# [EXERCISE BRIEF]
Render everything from the line containing "Task: locate every lamp" down through the last of the lines below as a Markdown table with the columns Row and Line, omitting blank lines.

[Begin MATERIAL TO PROCESS]

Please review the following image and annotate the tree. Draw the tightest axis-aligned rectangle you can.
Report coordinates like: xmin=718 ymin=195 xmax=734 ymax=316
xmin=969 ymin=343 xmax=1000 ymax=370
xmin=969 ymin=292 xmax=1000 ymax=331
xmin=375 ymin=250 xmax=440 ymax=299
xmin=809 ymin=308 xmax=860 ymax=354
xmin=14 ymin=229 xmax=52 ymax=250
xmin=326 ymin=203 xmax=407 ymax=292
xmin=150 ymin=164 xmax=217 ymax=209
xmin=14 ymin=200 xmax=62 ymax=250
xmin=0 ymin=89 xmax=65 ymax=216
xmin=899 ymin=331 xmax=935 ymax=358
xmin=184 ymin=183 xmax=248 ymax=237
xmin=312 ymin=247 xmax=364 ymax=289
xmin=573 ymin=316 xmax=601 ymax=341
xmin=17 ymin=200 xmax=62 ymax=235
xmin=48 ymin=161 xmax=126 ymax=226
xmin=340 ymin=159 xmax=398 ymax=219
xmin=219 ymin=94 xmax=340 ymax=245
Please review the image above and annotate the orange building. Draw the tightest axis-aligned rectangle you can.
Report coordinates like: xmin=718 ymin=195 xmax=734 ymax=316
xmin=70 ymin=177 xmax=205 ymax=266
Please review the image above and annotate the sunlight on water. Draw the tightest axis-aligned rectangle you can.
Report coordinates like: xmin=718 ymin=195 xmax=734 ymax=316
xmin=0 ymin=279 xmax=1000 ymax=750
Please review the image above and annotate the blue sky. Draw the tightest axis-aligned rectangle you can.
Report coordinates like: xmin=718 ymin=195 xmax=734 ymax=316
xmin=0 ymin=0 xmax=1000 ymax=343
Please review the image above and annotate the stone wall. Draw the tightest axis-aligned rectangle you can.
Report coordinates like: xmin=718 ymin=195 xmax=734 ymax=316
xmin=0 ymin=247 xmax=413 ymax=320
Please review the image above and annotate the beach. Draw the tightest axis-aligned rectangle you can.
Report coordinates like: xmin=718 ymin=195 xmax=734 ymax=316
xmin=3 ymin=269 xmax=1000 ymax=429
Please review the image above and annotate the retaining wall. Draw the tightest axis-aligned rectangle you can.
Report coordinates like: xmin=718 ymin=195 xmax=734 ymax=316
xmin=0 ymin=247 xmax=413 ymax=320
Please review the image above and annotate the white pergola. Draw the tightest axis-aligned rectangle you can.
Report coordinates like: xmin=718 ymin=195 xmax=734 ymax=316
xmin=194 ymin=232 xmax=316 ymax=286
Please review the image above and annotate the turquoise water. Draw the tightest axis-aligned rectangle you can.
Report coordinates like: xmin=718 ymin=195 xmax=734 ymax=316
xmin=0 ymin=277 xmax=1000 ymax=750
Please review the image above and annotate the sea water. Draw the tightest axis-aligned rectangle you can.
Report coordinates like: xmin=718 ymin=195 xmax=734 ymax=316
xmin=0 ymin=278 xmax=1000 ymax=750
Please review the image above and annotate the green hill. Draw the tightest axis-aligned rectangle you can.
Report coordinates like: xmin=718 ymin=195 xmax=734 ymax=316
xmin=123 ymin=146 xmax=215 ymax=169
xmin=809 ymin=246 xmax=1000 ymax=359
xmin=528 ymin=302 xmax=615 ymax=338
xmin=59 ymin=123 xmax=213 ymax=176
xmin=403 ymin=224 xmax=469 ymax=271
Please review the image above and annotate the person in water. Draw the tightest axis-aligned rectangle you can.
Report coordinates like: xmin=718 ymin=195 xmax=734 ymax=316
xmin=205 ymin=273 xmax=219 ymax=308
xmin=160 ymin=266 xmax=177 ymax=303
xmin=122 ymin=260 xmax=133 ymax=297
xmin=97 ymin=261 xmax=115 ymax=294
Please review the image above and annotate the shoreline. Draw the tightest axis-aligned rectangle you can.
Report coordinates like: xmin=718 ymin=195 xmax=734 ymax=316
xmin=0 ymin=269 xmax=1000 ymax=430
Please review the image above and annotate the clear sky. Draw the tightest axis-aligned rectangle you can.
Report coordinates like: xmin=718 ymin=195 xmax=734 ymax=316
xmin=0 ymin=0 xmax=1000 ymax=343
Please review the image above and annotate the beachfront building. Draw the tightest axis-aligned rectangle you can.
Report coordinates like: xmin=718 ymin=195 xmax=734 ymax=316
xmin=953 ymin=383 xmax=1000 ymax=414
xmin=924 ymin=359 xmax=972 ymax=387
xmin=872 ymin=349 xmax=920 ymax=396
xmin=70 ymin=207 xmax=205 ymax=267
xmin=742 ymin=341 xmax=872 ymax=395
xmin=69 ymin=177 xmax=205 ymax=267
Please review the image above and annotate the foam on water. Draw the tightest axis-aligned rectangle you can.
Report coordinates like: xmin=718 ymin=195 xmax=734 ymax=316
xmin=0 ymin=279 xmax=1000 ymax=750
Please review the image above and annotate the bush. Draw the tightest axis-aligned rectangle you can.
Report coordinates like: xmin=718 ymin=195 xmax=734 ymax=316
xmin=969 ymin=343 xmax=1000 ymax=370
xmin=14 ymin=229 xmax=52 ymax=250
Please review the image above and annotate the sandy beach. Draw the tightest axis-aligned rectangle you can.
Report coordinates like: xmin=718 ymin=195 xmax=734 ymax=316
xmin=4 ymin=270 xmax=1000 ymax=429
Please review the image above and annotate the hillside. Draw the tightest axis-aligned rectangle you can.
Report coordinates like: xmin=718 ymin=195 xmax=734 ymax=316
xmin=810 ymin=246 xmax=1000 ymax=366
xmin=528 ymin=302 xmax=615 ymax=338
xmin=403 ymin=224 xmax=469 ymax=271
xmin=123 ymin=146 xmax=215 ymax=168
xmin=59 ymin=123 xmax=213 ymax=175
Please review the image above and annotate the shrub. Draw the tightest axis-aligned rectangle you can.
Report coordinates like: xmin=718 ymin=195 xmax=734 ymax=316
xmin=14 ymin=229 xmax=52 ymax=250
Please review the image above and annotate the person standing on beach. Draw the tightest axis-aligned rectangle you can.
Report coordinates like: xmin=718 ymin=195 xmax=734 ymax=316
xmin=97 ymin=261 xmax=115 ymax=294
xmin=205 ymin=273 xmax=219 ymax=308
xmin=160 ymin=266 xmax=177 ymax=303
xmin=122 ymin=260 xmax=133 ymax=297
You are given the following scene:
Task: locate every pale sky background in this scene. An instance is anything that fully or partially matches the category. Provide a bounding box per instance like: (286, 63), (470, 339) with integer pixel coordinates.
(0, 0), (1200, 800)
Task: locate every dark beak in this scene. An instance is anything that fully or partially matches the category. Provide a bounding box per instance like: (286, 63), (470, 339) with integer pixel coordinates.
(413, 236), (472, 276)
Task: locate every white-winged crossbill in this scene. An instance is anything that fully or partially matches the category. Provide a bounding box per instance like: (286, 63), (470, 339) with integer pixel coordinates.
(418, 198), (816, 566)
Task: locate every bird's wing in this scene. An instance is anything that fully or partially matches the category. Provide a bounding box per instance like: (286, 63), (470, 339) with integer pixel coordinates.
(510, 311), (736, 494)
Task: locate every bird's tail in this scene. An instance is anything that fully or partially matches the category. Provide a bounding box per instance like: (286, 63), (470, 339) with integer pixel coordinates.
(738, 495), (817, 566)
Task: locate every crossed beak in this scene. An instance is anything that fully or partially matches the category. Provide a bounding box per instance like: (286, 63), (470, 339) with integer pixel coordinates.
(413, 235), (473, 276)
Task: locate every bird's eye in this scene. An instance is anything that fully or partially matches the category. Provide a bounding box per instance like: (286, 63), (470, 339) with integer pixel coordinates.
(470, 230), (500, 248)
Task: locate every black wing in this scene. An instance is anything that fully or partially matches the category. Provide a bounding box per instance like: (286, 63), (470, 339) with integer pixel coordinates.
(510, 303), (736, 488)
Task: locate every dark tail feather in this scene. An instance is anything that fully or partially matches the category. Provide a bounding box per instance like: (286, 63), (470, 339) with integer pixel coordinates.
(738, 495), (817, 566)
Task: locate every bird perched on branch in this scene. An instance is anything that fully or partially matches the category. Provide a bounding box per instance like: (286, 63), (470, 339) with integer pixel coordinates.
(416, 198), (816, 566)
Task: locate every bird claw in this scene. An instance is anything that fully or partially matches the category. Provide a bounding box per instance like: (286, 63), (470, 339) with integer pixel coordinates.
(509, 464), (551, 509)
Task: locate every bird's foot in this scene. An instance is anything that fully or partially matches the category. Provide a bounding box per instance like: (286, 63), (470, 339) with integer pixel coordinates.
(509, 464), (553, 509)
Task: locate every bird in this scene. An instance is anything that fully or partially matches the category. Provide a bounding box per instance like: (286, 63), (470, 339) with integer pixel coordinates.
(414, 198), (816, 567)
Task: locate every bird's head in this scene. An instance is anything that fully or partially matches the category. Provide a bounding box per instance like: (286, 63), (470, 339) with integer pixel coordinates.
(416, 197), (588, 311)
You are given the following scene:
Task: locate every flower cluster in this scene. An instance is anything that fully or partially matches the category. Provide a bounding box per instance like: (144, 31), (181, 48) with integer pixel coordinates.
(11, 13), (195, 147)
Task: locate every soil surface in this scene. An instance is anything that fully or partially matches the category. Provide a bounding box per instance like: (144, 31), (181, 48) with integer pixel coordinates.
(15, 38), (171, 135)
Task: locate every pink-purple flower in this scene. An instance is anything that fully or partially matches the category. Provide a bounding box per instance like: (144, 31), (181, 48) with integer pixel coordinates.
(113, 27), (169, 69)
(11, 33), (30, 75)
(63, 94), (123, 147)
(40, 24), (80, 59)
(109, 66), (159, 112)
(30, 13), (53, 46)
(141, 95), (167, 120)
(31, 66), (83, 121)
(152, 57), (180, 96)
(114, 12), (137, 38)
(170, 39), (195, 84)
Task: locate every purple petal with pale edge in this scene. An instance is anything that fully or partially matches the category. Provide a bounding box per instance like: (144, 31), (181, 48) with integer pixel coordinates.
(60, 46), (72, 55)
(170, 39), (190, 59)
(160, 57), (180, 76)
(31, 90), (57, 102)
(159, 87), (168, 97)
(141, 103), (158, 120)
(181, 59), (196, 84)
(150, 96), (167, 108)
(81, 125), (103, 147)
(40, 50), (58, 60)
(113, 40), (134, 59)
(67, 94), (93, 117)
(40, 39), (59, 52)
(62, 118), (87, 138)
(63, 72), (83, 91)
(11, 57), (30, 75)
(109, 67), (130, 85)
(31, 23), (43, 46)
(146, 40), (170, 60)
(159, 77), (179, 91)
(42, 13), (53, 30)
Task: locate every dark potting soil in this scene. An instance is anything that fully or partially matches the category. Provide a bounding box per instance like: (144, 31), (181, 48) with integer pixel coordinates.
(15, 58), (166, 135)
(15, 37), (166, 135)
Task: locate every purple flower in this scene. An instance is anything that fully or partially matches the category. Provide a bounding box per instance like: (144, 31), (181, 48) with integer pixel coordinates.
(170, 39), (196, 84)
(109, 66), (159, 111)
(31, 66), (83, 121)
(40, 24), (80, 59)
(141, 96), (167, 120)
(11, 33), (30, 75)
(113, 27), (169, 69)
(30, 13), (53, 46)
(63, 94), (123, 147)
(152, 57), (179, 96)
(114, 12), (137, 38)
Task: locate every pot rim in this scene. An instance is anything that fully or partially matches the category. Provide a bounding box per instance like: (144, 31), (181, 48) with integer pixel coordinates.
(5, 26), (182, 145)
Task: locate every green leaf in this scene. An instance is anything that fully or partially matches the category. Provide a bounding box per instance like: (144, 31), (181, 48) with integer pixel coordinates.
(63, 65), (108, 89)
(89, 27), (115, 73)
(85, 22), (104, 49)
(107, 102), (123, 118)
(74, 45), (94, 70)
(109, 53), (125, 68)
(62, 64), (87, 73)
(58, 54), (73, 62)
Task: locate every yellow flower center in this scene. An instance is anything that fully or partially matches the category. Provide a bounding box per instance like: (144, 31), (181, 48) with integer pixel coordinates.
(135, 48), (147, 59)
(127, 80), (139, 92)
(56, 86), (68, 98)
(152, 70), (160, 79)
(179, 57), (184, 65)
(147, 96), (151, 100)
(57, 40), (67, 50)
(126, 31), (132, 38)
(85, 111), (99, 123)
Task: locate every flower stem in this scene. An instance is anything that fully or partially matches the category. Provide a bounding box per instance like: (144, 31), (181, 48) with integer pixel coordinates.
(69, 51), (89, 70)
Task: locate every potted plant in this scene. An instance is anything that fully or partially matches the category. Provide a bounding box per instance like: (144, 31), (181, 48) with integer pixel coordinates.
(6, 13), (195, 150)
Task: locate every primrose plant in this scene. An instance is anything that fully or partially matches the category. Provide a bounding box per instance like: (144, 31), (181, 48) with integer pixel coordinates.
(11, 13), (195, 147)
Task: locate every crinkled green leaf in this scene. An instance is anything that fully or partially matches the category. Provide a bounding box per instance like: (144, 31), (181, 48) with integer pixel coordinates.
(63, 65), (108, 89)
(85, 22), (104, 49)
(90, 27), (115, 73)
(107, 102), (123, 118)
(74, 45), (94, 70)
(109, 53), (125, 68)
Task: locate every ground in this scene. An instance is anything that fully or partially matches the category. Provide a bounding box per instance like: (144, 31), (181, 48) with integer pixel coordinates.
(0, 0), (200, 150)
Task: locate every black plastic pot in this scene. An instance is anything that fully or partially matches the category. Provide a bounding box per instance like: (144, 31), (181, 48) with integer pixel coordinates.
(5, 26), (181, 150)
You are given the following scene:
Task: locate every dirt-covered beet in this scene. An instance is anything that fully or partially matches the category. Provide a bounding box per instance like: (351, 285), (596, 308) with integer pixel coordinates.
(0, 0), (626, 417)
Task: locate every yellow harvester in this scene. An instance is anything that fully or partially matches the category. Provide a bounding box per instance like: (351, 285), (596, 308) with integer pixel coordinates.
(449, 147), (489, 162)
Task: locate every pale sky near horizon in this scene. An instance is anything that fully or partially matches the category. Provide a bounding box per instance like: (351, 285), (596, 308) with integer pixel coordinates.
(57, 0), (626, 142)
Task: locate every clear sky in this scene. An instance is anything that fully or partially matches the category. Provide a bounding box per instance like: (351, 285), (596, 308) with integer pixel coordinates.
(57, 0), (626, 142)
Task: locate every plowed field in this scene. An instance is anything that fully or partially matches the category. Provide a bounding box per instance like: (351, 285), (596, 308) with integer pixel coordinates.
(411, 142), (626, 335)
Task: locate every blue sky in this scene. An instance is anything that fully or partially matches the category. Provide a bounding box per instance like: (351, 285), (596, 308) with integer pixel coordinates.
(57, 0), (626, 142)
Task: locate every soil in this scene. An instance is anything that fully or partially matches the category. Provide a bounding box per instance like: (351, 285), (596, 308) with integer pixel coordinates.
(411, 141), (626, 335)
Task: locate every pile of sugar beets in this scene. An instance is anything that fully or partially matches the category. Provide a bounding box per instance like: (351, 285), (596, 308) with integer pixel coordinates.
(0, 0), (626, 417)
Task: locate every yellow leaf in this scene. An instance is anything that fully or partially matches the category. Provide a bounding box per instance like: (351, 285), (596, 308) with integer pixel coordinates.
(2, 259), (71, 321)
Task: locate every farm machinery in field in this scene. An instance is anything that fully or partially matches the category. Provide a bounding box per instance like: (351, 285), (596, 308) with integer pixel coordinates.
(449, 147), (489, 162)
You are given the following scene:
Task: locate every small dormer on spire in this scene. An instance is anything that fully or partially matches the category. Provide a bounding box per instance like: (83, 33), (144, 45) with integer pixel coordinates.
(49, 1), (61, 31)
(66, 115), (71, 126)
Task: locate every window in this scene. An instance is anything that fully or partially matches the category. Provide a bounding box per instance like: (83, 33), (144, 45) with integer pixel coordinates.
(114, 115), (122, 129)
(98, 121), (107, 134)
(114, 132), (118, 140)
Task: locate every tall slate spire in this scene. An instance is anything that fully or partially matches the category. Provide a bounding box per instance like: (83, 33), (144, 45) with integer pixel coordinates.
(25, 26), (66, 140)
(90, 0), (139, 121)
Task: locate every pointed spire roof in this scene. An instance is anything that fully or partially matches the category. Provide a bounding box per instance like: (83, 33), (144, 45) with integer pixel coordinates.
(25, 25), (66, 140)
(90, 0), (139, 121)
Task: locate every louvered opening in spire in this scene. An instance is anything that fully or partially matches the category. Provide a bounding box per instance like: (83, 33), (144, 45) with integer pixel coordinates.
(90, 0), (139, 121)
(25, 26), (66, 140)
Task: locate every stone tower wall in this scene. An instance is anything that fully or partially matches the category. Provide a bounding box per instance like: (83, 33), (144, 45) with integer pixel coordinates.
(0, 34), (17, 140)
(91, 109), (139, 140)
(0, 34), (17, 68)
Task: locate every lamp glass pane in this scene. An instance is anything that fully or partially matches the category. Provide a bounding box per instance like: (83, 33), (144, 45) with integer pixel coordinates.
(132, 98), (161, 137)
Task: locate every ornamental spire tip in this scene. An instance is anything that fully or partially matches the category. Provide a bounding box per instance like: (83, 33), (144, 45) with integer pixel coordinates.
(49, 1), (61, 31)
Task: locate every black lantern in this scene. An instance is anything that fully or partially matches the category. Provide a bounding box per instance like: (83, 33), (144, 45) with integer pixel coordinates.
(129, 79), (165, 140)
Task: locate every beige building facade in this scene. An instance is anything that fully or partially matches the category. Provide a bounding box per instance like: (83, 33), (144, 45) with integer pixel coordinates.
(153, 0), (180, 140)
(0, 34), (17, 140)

[End MATERIAL TO PROCESS]

# [ANSWER BELOW]
| Row | Line |
|---|---|
| 1 | Task: locate every lamp glass pane in this scene. An instance is anything that fully or partially matches the category. Provide a bounding box per instance like: (83, 33), (144, 45) with integer pixel coordinates. |
| 2 | (132, 98), (161, 137) |
| 3 | Task: locate every ornamental spire tip in this scene. An instance is anything that fully or partially matches the category. Provide a bounding box per instance like: (83, 33), (144, 45) with integer pixel coordinates. |
| 4 | (49, 1), (61, 31) |
| 5 | Task: locate every black lantern in this scene. An instance is anything that fully or partially matches the category. Provide a bounding box per instance like: (83, 33), (144, 45) with integer pixel coordinates. |
| 6 | (129, 79), (165, 140) |
| 7 | Task: locate every beige building facade in this scene. An instance is anything that fully or partially matches the category. Provide a bounding box per instance like: (83, 33), (144, 45) with integer pixel coordinates. |
| 8 | (153, 0), (180, 140) |
| 9 | (0, 34), (17, 140) |